Task details: Repeat the whole listing, keeping every word and every line intact.

Data section:
....

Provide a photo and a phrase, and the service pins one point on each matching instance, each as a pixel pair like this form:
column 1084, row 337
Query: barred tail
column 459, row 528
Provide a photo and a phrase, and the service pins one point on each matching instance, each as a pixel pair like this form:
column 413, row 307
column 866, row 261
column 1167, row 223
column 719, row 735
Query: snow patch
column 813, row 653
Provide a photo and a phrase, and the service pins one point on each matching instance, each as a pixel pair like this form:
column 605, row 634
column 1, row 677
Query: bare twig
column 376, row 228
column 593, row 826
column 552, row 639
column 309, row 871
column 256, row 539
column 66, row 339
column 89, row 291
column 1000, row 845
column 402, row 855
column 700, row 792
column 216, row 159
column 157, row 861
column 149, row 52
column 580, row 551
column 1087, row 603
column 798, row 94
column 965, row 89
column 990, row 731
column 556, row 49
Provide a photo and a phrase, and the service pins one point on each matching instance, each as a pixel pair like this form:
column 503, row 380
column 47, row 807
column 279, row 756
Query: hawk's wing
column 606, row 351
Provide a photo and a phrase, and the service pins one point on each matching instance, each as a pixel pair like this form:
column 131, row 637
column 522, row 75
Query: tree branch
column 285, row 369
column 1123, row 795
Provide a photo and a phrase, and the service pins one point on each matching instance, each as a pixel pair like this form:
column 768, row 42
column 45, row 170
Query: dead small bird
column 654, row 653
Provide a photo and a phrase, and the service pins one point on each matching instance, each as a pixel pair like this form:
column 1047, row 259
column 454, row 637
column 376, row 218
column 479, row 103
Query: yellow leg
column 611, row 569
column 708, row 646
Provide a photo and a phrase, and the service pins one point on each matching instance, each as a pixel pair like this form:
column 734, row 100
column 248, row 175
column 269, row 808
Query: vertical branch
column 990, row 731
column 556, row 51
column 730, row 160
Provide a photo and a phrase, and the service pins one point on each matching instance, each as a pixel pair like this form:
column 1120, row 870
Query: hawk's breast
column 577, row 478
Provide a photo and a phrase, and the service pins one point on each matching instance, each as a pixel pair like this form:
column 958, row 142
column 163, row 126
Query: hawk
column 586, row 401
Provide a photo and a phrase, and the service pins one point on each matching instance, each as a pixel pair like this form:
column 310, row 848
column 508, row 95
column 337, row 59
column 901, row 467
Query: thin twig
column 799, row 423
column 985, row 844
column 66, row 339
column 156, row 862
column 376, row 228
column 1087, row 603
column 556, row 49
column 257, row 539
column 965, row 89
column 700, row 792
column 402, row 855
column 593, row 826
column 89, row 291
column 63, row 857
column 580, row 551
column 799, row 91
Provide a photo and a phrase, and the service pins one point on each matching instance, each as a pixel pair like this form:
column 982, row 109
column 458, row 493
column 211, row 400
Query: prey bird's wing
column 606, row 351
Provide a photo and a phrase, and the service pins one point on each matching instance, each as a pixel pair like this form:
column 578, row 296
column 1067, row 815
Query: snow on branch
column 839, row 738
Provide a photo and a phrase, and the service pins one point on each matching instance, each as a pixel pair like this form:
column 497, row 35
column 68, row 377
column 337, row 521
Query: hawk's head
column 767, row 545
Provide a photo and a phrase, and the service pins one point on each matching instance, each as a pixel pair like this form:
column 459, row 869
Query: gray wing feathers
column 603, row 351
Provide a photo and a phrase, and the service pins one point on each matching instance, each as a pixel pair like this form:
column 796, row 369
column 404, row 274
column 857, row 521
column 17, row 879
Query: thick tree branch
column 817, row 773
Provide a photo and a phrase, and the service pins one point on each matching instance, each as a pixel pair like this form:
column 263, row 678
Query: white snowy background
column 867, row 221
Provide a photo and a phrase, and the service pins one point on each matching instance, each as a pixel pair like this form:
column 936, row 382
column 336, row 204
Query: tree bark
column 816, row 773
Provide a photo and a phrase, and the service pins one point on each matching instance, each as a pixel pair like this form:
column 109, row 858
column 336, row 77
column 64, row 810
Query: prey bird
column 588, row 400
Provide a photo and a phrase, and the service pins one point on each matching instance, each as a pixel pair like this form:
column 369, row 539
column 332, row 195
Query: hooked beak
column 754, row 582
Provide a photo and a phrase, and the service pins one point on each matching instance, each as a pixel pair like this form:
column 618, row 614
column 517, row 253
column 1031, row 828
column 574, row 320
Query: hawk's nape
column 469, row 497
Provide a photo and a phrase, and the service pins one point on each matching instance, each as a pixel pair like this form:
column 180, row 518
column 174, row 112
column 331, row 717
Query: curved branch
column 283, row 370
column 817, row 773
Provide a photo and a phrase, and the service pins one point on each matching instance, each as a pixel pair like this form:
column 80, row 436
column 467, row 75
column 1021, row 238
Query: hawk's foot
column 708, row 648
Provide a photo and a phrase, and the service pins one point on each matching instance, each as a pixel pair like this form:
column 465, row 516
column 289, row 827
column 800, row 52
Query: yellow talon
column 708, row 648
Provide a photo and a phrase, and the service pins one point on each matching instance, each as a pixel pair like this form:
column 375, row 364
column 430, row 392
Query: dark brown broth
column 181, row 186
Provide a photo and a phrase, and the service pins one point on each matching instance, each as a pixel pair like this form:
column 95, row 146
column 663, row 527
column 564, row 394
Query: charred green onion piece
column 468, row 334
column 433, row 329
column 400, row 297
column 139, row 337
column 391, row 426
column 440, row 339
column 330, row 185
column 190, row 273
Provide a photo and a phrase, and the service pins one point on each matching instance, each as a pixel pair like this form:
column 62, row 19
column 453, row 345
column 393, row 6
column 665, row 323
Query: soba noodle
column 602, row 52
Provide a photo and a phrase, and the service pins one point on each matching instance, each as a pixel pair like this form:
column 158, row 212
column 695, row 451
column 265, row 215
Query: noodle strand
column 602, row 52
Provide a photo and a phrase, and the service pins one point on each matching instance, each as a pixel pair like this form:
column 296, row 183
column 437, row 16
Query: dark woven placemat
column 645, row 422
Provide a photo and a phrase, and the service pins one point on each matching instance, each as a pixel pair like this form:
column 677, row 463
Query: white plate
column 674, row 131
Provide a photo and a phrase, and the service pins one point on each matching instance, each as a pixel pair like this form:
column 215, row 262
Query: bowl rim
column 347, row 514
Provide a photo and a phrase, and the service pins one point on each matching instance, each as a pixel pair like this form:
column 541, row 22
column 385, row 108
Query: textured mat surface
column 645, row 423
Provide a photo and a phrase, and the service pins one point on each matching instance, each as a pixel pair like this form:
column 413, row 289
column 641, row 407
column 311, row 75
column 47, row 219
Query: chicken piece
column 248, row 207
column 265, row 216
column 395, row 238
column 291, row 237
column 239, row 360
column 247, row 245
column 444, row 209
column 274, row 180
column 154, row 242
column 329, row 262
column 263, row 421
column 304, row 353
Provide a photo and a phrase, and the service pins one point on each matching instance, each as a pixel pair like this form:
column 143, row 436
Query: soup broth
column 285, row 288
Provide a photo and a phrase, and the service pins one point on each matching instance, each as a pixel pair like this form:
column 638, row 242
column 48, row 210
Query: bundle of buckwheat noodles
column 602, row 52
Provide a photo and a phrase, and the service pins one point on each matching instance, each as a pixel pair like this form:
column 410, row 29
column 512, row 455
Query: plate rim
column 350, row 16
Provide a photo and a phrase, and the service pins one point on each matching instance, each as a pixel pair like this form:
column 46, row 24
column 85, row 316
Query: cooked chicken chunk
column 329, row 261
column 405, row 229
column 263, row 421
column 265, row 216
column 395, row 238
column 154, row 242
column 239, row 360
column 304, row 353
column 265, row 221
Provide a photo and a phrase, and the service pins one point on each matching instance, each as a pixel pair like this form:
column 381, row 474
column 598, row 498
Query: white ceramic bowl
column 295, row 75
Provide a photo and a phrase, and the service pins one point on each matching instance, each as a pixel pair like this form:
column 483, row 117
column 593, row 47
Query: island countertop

....

Written solution:
Provide a photo and a phrase, and the service pins one point on each matching instance, each as a pixel pair like this form:
column 1084, row 337
Query: barred tail
column 459, row 528
Provide a photo and a phrase, and the service pins one point on each matching instance, each as a pixel pair like this form:
column 413, row 307
column 866, row 261
column 1167, row 223
column 719, row 735
Query: snow patch
column 813, row 653
Provide a photo and a phrase, and the service pins one point on each matching instance, each as a pixel pair like this form:
column 605, row 634
column 1, row 677
Query: bare twig
column 376, row 228
column 593, row 826
column 552, row 639
column 309, row 871
column 256, row 539
column 66, row 339
column 89, row 291
column 1000, row 845
column 402, row 855
column 700, row 792
column 216, row 159
column 157, row 861
column 149, row 52
column 580, row 551
column 1087, row 603
column 798, row 94
column 965, row 89
column 990, row 731
column 556, row 49
Provide a photo and a phrase, and the service pins one point on each matching instance, each as a pixel pair like this form:
column 503, row 380
column 47, row 807
column 279, row 756
Query: hawk's wing
column 606, row 351
Provide a photo and a phrase, and the service pins one point on each matching instance, each as a pixel pair like this form:
column 131, row 637
column 522, row 75
Query: tree branch
column 285, row 369
column 1123, row 795
Provide a photo and a phrase, and the service pins one point on each matching instance, each as a pixel pair like this form:
column 768, row 42
column 45, row 170
Query: dead small bird
column 654, row 653
Provide a photo and a phrase, and the service pins one point on each matching instance, each as a pixel pair like this form:
column 1047, row 259
column 454, row 637
column 376, row 218
column 479, row 103
Query: yellow leg
column 611, row 569
column 708, row 646
Provide a photo and a phrase, and the service pins one point on each matching instance, each as a pixel pair like this form:
column 734, row 100
column 248, row 175
column 269, row 808
Query: vertical branch
column 990, row 731
column 556, row 51
column 730, row 160
Provide a photo and a phrase, and the service pins one point on each matching instance, each as a pixel pair like this form:
column 1120, row 870
Query: hawk's breast
column 577, row 478
Provide a photo and a phrase, and the service pins one point on each matching instance, each as a pixel pair like this form:
column 958, row 142
column 163, row 126
Query: hawk
column 586, row 401
Provide a photo and a phrase, and the service pins one point on each matching instance, each as a pixel pair like this form:
column 310, row 848
column 508, row 95
column 337, row 59
column 901, row 467
Query: thin twig
column 799, row 423
column 985, row 844
column 66, row 339
column 156, row 862
column 376, row 228
column 1087, row 603
column 556, row 49
column 257, row 539
column 965, row 89
column 700, row 792
column 402, row 855
column 593, row 826
column 89, row 291
column 63, row 857
column 580, row 551
column 799, row 91
Provide a photo and a phrase, and the service pins one point on each matching instance, each as a pixel pair like this form:
column 982, row 109
column 458, row 493
column 211, row 400
Query: prey bird's wing
column 606, row 351
Provide a photo and a phrase, and the service pins one point on each matching instance, each as a pixel pair like this form:
column 578, row 296
column 1067, row 815
Query: snow on branch
column 839, row 738
Provide a photo and a phrase, and the service pins one point on each matching instance, each as a pixel pair like this form:
column 497, row 35
column 68, row 377
column 337, row 521
Query: hawk's head
column 767, row 545
Provide a photo and a phrase, and the service pins one point on each matching instance, each as a pixel pair like this form:
column 459, row 869
Query: gray wing feathers
column 603, row 351
Provide a photo and a phrase, and the service pins one point on each matching instance, each as a pixel pair like this form:
column 796, row 369
column 404, row 274
column 857, row 521
column 17, row 879
Query: thick tree branch
column 817, row 773
Provide a photo and a phrase, and the service pins one point on each matching instance, each as a pixel pair like this form:
column 263, row 678
Query: white snowy background
column 867, row 221
Provide a photo and a phrase, and the service pins one point on each matching instance, each as a pixel pair like this form:
column 936, row 382
column 336, row 204
Query: tree bark
column 816, row 773
Provide a photo and a phrase, and the service pins one point on each matching instance, each as a pixel pair like this form:
column 109, row 858
column 336, row 77
column 64, row 810
Query: prey bird
column 588, row 400
Provide a photo and a phrase, and the service pins one point on each matching instance, each as a pixel pair like this form:
column 369, row 539
column 332, row 195
Query: hooked beak
column 754, row 582
Provide a photo and a phrase, and the service pins one point on each matching instance, each as a pixel pair like this form:
column 618, row 614
column 517, row 253
column 1031, row 828
column 574, row 320
Query: hawk's nape
column 469, row 497
Provide a photo and a phrase, and the service pins one point on each matching instance, each as a pixel pair like this form:
column 180, row 518
column 174, row 112
column 331, row 717
Query: curved branch
column 283, row 370
column 817, row 773
Provide a photo and a phrase, and the service pins one point on each matching instance, each as a pixel pair like this form:
column 80, row 436
column 467, row 75
column 1021, row 238
Query: hawk's foot
column 708, row 648
Provide a photo and a phrase, and the service pins one point on each matching instance, each as a pixel pair like this form:
column 465, row 516
column 289, row 827
column 800, row 52
Query: yellow talon
column 708, row 648
Provide a photo and a phrase, and the service pins one point on each matching instance, each as a pixel pair like this form:
column 375, row 364
column 430, row 392
Query: dark brown broth
column 181, row 186
Provide a photo and a phrase, and the service pins one point on each matching instance, each as a pixel pair like this form:
column 95, row 146
column 663, row 527
column 564, row 394
Query: charred green onion piece
column 468, row 334
column 433, row 329
column 400, row 297
column 139, row 337
column 391, row 426
column 440, row 339
column 330, row 185
column 190, row 273
Provide a photo and a phrase, and the service pins one point on each matching instance, each as a pixel pair like this form:
column 62, row 19
column 453, row 345
column 393, row 6
column 665, row 323
Query: soba noodle
column 602, row 52
Provide a photo and a phrase, and the service pins one point on each matching instance, each as a pixel pair like this form:
column 158, row 212
column 695, row 451
column 265, row 215
Query: noodle strand
column 602, row 52
Provide a photo and a phrase, and the service pins one point on each matching instance, each as a pixel pair like this form:
column 296, row 183
column 437, row 16
Query: dark woven placemat
column 645, row 422
Provide a photo and a phrase, and the service pins one point on each matching instance, each as a pixel pair like this form:
column 677, row 463
Query: white plate
column 674, row 131
Provide a photo and a phrase, and the service pins one point on each matching instance, each as a pixel pair like this form:
column 215, row 262
Query: bowl rim
column 347, row 514
Provide a photo and a phrase, and the service pins one point on each matching instance, each as a pixel pair like this form:
column 541, row 22
column 385, row 108
Query: textured mat surface
column 645, row 423
Provide a photo and a phrase, and the service pins one point on each matching instance, each as a pixel pair like this form:
column 413, row 289
column 641, row 407
column 311, row 75
column 47, row 219
Query: chicken piece
column 248, row 207
column 265, row 216
column 395, row 238
column 291, row 237
column 239, row 360
column 247, row 245
column 444, row 209
column 274, row 180
column 154, row 242
column 329, row 262
column 263, row 421
column 304, row 353
Provide a photo and a phrase, and the service pins one point on each matching instance, each as a pixel pair like this form:
column 143, row 436
Query: soup broth
column 285, row 288
Provide a photo and a phrase, and the service pins one point on each matching instance, each as a pixel pair like this form:
column 638, row 242
column 48, row 210
Query: bundle of buckwheat noodles
column 602, row 52
Provide a photo and a phrase, and the service pins one point on each matching instance, each as a pixel pair like this form:
column 410, row 29
column 512, row 455
Query: plate rim
column 350, row 16
Provide a photo and a phrase, and the service pins one point on each matching instance, each as a pixel pair like this form:
column 46, row 24
column 85, row 316
Query: cooked chicken chunk
column 329, row 261
column 405, row 229
column 263, row 421
column 265, row 216
column 395, row 238
column 154, row 242
column 239, row 360
column 304, row 353
column 265, row 221
Provide a photo and a phrase, and the service pins one point on each matching instance, each as a pixel pair like this form:
column 381, row 474
column 598, row 498
Query: white ceramic bowl
column 295, row 75
Provide a photo and a phrase, and the service pins one point on each matching instance, each as a pixel pair like this form:
column 483, row 117
column 593, row 47
Query: island countertop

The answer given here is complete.